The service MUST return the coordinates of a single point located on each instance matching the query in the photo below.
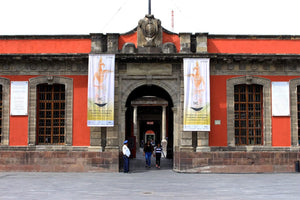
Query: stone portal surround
(278, 160)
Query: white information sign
(280, 99)
(19, 98)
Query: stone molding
(267, 121)
(294, 83)
(45, 67)
(5, 110)
(33, 82)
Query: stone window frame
(267, 118)
(33, 82)
(294, 83)
(5, 112)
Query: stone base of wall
(235, 162)
(59, 161)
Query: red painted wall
(18, 125)
(132, 38)
(218, 106)
(14, 46)
(255, 46)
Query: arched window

***

**Goal**
Put every line of all the entries above into a Markdown table with the columns No. and Text. Give each line its own numbered row, skip blank lines, and leave out the pictures.

**Solution to this exercise**
| No. | Text |
|---|---|
| 1 | The service MUST return the coordinates of a single point located on each instance matching the query in the photo below. |
| 2 | Query: stone portal surround |
| 3 | (278, 160) |
| 4 | Query: white information sign |
| 5 | (280, 99) |
| 6 | (19, 98) |
| 7 | Query: stone molding |
| 8 | (267, 121) |
| 9 | (294, 83) |
| 10 | (45, 67) |
| 11 | (5, 110) |
| 12 | (33, 82) |
| 13 | Query: stone window frame |
| 14 | (267, 118) |
| 15 | (33, 82) |
| 16 | (294, 83) |
| 17 | (5, 112) |
| 18 | Query: stone base of wall |
| 19 | (235, 162) |
| 20 | (59, 161) |
| 21 | Query: red painted wall |
| 22 | (18, 125) |
| 23 | (132, 38) |
| 24 | (218, 106) |
| 25 | (14, 46) |
| 26 | (255, 46) |
| 27 | Query: arched window |